An agreement to use and operate an asset without ownership

What is an Operating Lease?

An operating lease is an agreement to use and operate an asset without ownership. Common assets that are leased include real estate, automobiles, aircraft, or heavy equipment. By renting and not owning, operating leases enable companies to keep from recording an asset on their balance sheets by treating them as operating expenses.

 

Operating Lease Sign

 

Operating Lease vs. Capital Lease

An operating lease is different from a capital lease and must be treated under different guidelines. Under an operating lease, the lessee enjoys no risk of ownership, but cannot claim tax benefits.

For a lease to qualify as a capital lease, it must meet any of the following criteria as outlined by GAAP:

  • The lease term is greater than or equal to 75% of the asset’s estimated useful life
  • The present value of the lease payments is greater than or equal to 90% of the fair value of the asset
  • Ownership of the asset may be transferred to the lessee at the end of the lease
  • The lease contains a bargain purchase option to buy the equipment below market value

Additionally, under IFRS, there are a few more criteria that a lease can meet to qualify as a capital lease:

  • The leased assets are specialized to the point that only the lessee can utilize these assets without major changes being made to them

Under a capital lease, the lessee is considered an owner and can claim depreciation and interest expense for tax purposes. However, the leased asset and lease payments are shown on the balance sheet.

 

Capitalizing Leases

If a lease does not pass any of the above criteria, it is considered an operating lease. Assets acquired under operating leases do not need to be reported on the balance sheet. Likewise, operating leases do not need to be reported as a liability on the balance sheet, as they are not treated as debt. The firm does not record any depreciation for assets acquired under operating leases.

However, if a lease does pass any of the above criteria, it is instead considered as a capital lease. A capital lease is treated differently from an operating lease. Instead of being treated as an operating expense, a capital lease is considered a financing expense. Therefore, we need to adjust the lease expense, depreciation expense, and interest expense numbers to account for this shift.

This will have an effect on operating income, which will always increase when these expenses are recategorized. However, it will not have any net change in net income, as the change in numbers will balance out.

There are two methods to capitalize leases: the full adjustment method and the approximation method.

 

#1: The Full Adjustment Method

Step 1: Collect input data

Find the operating lease expenses, operating income, reported debt, cost of debt, and reported interest expenses.

→ **RECORDED INFORMATION**:
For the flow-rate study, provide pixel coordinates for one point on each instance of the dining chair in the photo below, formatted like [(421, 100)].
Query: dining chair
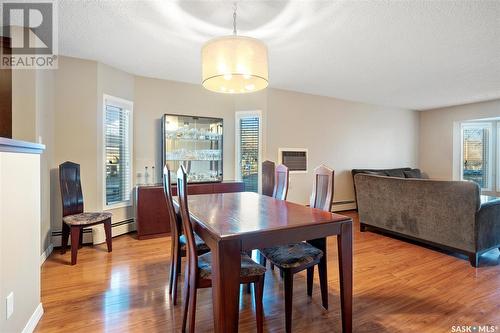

→ **EXERCISE PROMPT**: Continue the text on operating leases, picking up after its last sentence.

→ **RESULT OF THE TASK**:
Cost of debt can be found using the firm’s bond rating. If there is no existing bond rating, a “synthetic” bond rating can be calculated using the firm’s interest coverage ratio. Using the interest coverage ratio, compare it to this table created by New York University, Stern Business School professor Aswath Damodaran.

The remaining input data can be found in the company’s financial statements or the notes to the financial statements.

 

Operating Lease - Full Adjustment Method Step 1

 

Step 2: Calculate the Present Value of Operating Lease Commitments

By capitalizing an operating lease, a financial analyst is essentially treating the lease as debt. Both the lease and the asset acquired under the lease will appear on the balance sheet. The firm must adjust depreciation expenses to account for the asset and interest expenses to account for the debt.

To do this, you must find the debt value of the operating leases. find the present value of future operating lease expenses by discounting each year’s expense by the cost of debt. The annuity method can be used if lease expenses are provided and remain constant over a timeframe of multiple years (e.g. years 6-10).

 

Operating Lease - Full Adjustment Method Step 2

 

Step 3: Calculate Depreciation Expenses, Imputed Interest, and Adjusted Interest Expenses

We need to calculate depreciation and adjust interest expenses. To calculate depreciation, we use the debt value of leases and employ the straight-line method of depreciation.

To adjust interest expenses, we begin with a simplifying assumption: operating lease expense is equal to the sum of imputed interest expense and depreciation. With this assumption, we can use our newly calculated depreciation value to find imputed interest expense on operating lease. Take the difference between the current year operating lease expense and our calculated depreciation value to find the imputed interest on the operating lease.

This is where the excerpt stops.